Exercise aim
Please state, from the piece on NBA dunking targets, why Anderson Varejao is out for the season.

Quoted passage
[Begin]

The rim-rattler. The boomshakalaka. The highlight reel jam is one of the most exciting plays in all of sports.
Any dunk that involves even the least bit of airborne acrobatics is enough to bring the crowd to its feet and energize a team. The most impressive and exhilarating throwdowns, however, are those that come at the expense of a defender.
There's really nothing quite like seeing a 6'6" guard jump over a 7'3" center and violently send the ball through the hoop.
It happens to the best of them, and anyone who desires to be a shot-blocker and defensive player will get posterized. It's just part of the game when you make a living challenging shots.
Some players have also garnered a reputation for being a rather easy target for dunking on. These are the guys who show up most often on the wrong end of SportsCenter clips and YouTube videos. We can debate for a long time whether or not this is good for the NBA, but that's a story for another day.
When compiling a list of the biggest dunking targets, it's important to remember that even though a guy may not get dunked on regularly, they can still be a big target. Anyone who is capable wants to put the best around-the-basket defender in his place and show off their ups.
It's the nature of the game.
So now that all of this is out of the way, let's take a look at 25 of the biggest targets for high-flying dunkers.
Who doesn't want to throw it down on Anderson Varejao's head? The guy's a defensive pest who blocks shots and draws charges.
Many a dunker has been foiled by Varejao's in-the-lane skills. When Dwyane Wade finally got a free run at the back-peddling big man, he took full advantage of the opportunity and proceeded to make leapers everywhere rejoice.
Then, to make matters worse for the Brazilian, D-Wade snatched LeBron James away from Cleveland and the Cavs are now the worst team in basketball.
At least another facial won't be happening to Varejao this year, as he's out for the season with a foot injury.

[End]

Dataset rows
[Begin]

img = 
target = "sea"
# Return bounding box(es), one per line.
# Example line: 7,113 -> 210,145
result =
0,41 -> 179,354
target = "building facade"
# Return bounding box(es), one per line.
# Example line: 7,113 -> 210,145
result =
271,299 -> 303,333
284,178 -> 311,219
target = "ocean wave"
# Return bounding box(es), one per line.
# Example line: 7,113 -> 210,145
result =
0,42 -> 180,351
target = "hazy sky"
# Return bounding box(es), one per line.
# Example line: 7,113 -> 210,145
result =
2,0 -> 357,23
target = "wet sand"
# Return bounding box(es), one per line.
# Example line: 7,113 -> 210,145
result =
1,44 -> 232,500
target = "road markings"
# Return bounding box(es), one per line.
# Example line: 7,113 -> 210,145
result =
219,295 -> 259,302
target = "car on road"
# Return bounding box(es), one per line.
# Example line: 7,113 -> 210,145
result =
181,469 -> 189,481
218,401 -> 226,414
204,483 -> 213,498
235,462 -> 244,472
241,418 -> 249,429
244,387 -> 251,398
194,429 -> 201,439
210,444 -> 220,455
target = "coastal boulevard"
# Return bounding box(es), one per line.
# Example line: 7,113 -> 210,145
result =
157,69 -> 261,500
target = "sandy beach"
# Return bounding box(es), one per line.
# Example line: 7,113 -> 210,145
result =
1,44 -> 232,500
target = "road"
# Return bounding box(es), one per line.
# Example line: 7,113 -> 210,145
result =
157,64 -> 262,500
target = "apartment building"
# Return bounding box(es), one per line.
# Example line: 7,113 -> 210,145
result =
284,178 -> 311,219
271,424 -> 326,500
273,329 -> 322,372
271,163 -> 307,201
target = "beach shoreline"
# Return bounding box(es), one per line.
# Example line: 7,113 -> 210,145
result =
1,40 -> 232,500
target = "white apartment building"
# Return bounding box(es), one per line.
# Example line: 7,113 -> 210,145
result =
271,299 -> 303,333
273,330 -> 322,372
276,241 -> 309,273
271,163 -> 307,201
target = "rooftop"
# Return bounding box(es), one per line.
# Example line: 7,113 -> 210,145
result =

[End]

Response to the exercise
He has a foot injury.